• _Data rows_:
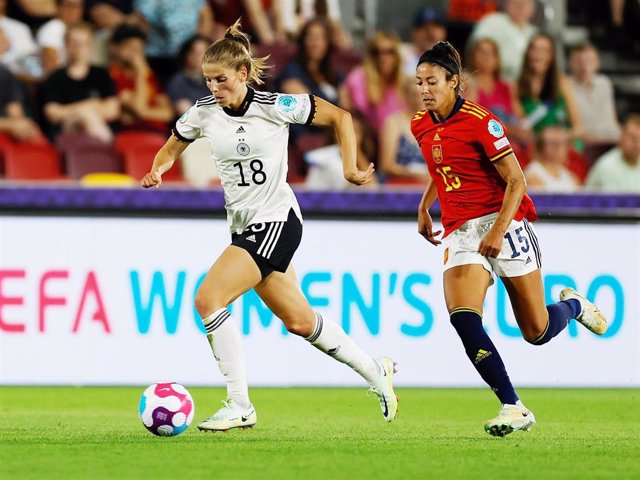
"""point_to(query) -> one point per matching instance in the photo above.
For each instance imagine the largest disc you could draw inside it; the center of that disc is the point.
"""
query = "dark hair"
(325, 64)
(188, 45)
(234, 51)
(126, 31)
(551, 85)
(445, 56)
(582, 46)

• _Given task_:
Retype the records above line for line, without changing any text, and omit the pictures.

• _Task result_:
"""point_to(query) -> one point per matching instance in the photo above.
For each instance imagine the largest disc you could draw inside it; the center of that disc is the point.
"""
query = "dark hair"
(325, 64)
(188, 45)
(234, 51)
(126, 31)
(551, 85)
(445, 56)
(582, 46)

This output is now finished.